* Challenge *
Locate every line in the items below that contains the word "hazy", and copy each of those lines. Treat case as significant.

* Segmentation labeling entries *
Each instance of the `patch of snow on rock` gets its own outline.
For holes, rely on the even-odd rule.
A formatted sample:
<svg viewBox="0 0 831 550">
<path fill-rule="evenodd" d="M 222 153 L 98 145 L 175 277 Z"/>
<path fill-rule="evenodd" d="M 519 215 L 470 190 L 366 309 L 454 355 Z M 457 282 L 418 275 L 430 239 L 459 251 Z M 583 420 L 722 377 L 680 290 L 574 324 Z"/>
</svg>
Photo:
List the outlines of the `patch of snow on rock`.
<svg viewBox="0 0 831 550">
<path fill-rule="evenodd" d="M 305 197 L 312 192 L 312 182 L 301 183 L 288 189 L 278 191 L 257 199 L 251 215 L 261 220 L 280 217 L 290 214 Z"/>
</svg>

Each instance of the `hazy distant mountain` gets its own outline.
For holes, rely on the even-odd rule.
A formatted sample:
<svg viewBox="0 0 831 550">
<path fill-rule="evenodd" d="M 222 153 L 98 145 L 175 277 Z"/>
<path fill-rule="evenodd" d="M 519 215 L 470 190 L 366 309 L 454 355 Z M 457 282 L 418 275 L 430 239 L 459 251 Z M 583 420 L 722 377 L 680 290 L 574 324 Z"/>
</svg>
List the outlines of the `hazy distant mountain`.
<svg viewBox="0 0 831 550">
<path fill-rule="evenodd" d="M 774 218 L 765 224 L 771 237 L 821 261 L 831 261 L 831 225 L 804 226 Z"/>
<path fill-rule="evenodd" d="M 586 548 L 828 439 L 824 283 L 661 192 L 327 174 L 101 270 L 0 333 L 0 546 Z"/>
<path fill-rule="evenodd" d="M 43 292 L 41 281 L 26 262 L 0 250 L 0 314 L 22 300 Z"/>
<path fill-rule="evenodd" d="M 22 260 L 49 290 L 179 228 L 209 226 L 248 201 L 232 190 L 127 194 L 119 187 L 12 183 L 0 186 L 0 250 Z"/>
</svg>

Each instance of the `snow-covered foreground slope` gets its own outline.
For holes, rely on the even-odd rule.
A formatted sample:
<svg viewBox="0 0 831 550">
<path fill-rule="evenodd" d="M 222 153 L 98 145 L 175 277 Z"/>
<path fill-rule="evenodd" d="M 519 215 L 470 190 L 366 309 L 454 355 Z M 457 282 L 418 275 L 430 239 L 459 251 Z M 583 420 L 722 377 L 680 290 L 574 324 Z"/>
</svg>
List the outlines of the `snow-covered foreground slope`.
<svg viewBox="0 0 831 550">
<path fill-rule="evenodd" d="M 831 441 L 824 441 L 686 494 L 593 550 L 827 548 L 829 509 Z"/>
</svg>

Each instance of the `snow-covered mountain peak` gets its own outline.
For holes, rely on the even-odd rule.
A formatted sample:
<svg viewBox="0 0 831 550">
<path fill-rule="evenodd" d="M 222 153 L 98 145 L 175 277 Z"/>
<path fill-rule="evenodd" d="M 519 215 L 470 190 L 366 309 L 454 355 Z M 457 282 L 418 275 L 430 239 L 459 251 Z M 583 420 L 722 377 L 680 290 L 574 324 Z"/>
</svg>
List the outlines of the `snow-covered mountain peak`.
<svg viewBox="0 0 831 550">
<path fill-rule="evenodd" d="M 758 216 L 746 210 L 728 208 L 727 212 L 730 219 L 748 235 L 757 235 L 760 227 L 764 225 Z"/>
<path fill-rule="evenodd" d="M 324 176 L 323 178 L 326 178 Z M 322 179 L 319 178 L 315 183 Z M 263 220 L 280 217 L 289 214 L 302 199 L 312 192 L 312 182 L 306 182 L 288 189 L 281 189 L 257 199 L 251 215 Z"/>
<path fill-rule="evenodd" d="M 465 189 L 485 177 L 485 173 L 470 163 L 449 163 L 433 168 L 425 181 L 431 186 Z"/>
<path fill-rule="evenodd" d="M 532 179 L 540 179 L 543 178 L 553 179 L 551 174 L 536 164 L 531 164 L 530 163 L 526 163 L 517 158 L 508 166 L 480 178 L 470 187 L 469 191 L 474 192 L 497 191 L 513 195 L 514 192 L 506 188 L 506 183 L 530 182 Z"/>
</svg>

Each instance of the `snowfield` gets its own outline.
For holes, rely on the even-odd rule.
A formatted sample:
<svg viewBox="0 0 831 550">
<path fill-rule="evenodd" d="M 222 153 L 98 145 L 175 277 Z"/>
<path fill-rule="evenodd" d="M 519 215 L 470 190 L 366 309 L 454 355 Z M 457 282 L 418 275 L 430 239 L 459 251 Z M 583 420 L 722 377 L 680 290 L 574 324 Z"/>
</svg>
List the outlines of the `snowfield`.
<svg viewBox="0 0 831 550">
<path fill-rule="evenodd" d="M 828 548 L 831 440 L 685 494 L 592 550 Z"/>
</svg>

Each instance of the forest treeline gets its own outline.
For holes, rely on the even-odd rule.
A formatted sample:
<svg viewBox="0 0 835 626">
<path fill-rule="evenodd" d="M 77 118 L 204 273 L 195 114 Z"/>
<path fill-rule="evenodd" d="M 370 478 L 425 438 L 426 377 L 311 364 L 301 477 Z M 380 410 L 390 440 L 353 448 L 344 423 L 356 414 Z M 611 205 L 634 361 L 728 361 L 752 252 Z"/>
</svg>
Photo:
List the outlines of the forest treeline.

* Expected answer *
Each instance of the `hazy distant mountain` gets its own outline.
List the outlines of the `hazy distant mountain`.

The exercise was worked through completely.